**Exercise task A:** According to the Polynary personality excerpt, how many people are summarized by the graph that uses Polynary strings 3 symbols long?
==== Document excerpt
A person is the smallest logical unit of analysis, it takes a consideration of all five values to characterize one person’s personality. The Polynary representation binds these five values into a single Polynary string. Each circle on this graph represents a different string. You can think of a string as a kind of generalization of binary. Instead of a string of zeros and ones, each string uses multiple symbols. The spelling of this string reflects the ways their personalities are most notable. And because we can plot these strings on a fractal coordinate system, we can see these personality profiles by what distinguishes them.
This graph summarizes the personalities of 1305 people using Polynary strings 3 symbols long. The colors and the height of the bars over each corresponding basin encode the number of people with the same personality profile.We can better see the frequency of these personality profiles by using the tilt feature as shown in Figure 2. Here, the colors and the height of the bars over each corresponding basin encode the number of people with the same personality profile.
Figure 2 Frequency Distribution of Personality Profiles in the Sample
Framing and Abstractions—a little background
It adds clarification to understand that each dimension in this Big 5 personality model is the average of two aspects. Openness is the average of intellectual curiosity and being open to ideas; Conscientiousness is the average of orderliness and industriousness; Extroversion, the average of enthusiasm and assertiveness; Agreeableness, the average of compassion and politeness; and finally, Neuroticism is the average of volatility and withdrawnness. These definitions operationalize the meaning of the Big Five dimensions in terms of less abstract concepts.
An average of 10 survey items measure each of these ten aspects. In effect each aspect is a construct combined into five even more abstract dimensions. Abstractions of quantifiable notions always work this way; we define each term through less abstract notions until we reach directly measurable concepts.
What do you mean by personality? I mean how Open, Conscientious, Extroverted, Agreeable, and Neurotic a person is. What do you mean by Agreeableness? It is how compassionate and polite you are. What do you mean by polite? It’s the average of ten politeness related items.
Why do people use abstractions? We use abstractions to support high-level thinking. Abstract notions allow us to think and talk about complex ideas. Simultaneously juggling even 8 different concepts is challenging. High-level ideas often require high-level concepts to respect the limits of working memory. The Polynary program supports the construction of abstractions from measurable things. This allows us to present results at the same level we use to think and talk about them.
Exploring Graphs of Like-Objects
Figure 3 shows personalities based on the rank scores on each dimension. Consequently, the graph basins reflect the relative degree the five dimensions animate the personalities of people relative to others.
For example, some people have Extroversion as their most notable feature, some are most notably Agreeable, and some at the bottom of the graph have more wallflower personalities. Wallflowers are people that fall below the 50th percentile across all the personality dimensions. Their most notable feature is that no personality feature really stands out. Every person is most notable in one of these six ways, and its corresponding symbol is the first symbol in their Polynary string.
The fractal structure divides each of these 6 regions into 6 parts, indicating the second dimensional feature that is most notable. The order of the letters around the graph at this scale, and successive scales, is identical to those of the whole graph.
========
**Exercise task B:** Rewrite the records as a numbered list, from the line that contains "Where can you spot the tall" to the line that contains "pixel 892 126", both lines included and any blank lines omitted.
==== Data section
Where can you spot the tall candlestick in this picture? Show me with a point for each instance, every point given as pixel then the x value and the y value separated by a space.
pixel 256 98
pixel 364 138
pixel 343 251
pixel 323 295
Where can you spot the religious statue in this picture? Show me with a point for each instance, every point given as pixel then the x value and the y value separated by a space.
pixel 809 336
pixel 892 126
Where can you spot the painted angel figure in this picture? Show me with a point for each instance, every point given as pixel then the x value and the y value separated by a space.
========
==== Data section
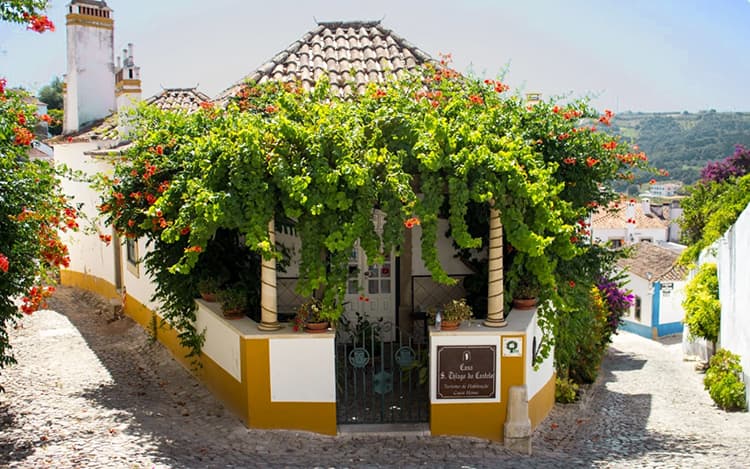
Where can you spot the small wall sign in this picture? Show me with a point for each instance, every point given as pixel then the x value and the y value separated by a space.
========
**Written reply A:** 1305 people.

**Written reply B:**
1. Where can you spot the tall candlestick in this picture? Show me with a point for each instance, every point given as pixel then the x value and the y value separated by a space.
2. pixel 256 98
3. pixel 364 138
4. pixel 343 251
5. pixel 323 295
6. Where can you spot the religious statue in this picture? Show me with a point for each instance, every point given as pixel then the x value and the y value separated by a space.
7. pixel 809 336
8. pixel 892 126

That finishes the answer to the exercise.